▶ _Dataset entries_:
● ● ●
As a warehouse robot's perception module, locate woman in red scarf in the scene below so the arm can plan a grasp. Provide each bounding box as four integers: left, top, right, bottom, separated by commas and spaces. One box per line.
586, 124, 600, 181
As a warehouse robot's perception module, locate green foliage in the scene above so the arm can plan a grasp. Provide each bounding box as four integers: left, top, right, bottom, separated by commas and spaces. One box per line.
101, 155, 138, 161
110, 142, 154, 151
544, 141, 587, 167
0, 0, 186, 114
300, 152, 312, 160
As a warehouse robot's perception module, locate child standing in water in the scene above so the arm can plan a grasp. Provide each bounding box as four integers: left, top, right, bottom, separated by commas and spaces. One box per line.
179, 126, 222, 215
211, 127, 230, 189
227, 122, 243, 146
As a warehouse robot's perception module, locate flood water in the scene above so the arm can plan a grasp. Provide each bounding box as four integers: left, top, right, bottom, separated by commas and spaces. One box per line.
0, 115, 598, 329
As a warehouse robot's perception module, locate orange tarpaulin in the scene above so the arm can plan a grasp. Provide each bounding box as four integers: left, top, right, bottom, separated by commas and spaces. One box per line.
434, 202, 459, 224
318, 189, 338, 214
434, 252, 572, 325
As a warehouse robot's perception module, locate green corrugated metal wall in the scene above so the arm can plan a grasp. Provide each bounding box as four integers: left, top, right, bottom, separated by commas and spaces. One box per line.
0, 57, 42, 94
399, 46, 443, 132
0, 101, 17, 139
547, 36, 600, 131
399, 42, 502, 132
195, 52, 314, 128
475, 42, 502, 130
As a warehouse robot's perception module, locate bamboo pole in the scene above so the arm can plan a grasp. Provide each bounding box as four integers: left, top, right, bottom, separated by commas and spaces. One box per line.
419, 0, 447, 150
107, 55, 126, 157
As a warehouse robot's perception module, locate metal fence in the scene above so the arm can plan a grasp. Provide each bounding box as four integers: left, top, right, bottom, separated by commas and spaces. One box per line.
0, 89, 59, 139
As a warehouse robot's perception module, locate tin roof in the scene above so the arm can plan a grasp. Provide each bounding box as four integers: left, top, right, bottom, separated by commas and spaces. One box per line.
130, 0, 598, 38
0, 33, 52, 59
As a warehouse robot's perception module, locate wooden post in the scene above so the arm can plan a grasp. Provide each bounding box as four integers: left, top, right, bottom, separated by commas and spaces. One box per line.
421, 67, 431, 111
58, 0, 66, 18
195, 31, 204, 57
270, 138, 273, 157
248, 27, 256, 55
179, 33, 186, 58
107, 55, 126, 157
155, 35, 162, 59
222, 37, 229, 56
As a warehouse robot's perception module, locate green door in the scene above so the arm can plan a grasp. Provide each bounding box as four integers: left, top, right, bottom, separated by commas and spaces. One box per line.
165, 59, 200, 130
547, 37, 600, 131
● ● ●
Nothing in the records should change when you repeat them all.

▶ _Solution to the exercise_:
As a warehouse robot's perception module, locate woman in red scarf in the scene below so the arm can plan a grasp. Provide each bounding box as four integers: left, top, right, bottom, separated by commas and spaces. One box per line.
586, 124, 600, 181
As a warehouse robot's perception module, locate green foliage in the scene above so the arm can plan a grasp. Provide each bounding box as four integers: left, top, right, bottom, separated by commas and spaces. One box per line.
101, 155, 138, 161
110, 142, 154, 151
544, 141, 587, 167
0, 0, 186, 114
300, 152, 312, 160
As a warehouse robot's perception module, locate child standing in water in the scene above so the arm can plan a grasp. Provide each bounding box as four integers: left, top, right, bottom, separated by commas and spaces. One box per line.
179, 126, 222, 215
211, 127, 230, 189
227, 122, 243, 146
As a warehouse robot's perception module, locate flood water in the scene above so the arm can plan a grasp. Provide each bounding box as four integers: left, top, right, bottom, separated by commas and spaces. One box per line.
0, 115, 598, 329
As a warehouse robot's perception module, locate orange tarpaulin in the scene above so the arm can plan a grasp. Provide each bounding box as four integers: left, top, right, bottom, separated by commas and spaces. One box per line.
434, 202, 459, 224
318, 189, 338, 214
434, 252, 572, 325
As a warehouse robot's perception module, locate green corrugated metal wall in the scene above so the arm can plan a grasp. Provide each bounding box as four integers: left, top, right, bottom, separated by commas and spaces. One box per line.
0, 57, 42, 94
399, 46, 443, 132
0, 101, 17, 139
547, 36, 600, 131
399, 42, 502, 132
195, 52, 314, 128
475, 42, 502, 130
As a warehouse robot's perception module, locate bamboo pole in the scene above so the arm can plan a grasp. Provide each bounding box as four integers: left, top, right, bottom, separated by commas and spaces. One box per line.
419, 0, 447, 150
107, 55, 126, 157
As a warehouse robot's perception module, locate metal fence in the scene above so the arm can plan a grasp. Provide each bounding box as four integers: left, top, right, bottom, separated by commas and spaces. One box per line.
0, 89, 59, 139
As a warehouse robot's perception module, locate tin roof in the scene above so the arm can plan a grasp. Provide each bounding box as four integers: left, top, right, bottom, separated by commas and spaces. One box per line.
130, 0, 598, 38
0, 33, 52, 59
As a warehouse robot's perception module, locate wooden post in the scene above so the arm can plan a grasp. Provide each bounding box as four integers: left, top, right, bottom, separated by commas and spaces. One box per line.
421, 67, 431, 111
58, 0, 66, 18
195, 31, 204, 57
270, 138, 273, 157
248, 27, 256, 55
179, 33, 186, 58
107, 55, 126, 157
155, 35, 162, 59
222, 37, 229, 56
As a warehouse robot's perception module, locate green door in the scene above so the arm can plan a grasp. Provide each bounding box as four integers: left, top, right, bottom, separated by commas and spaces. One box per line.
165, 59, 200, 130
547, 37, 600, 131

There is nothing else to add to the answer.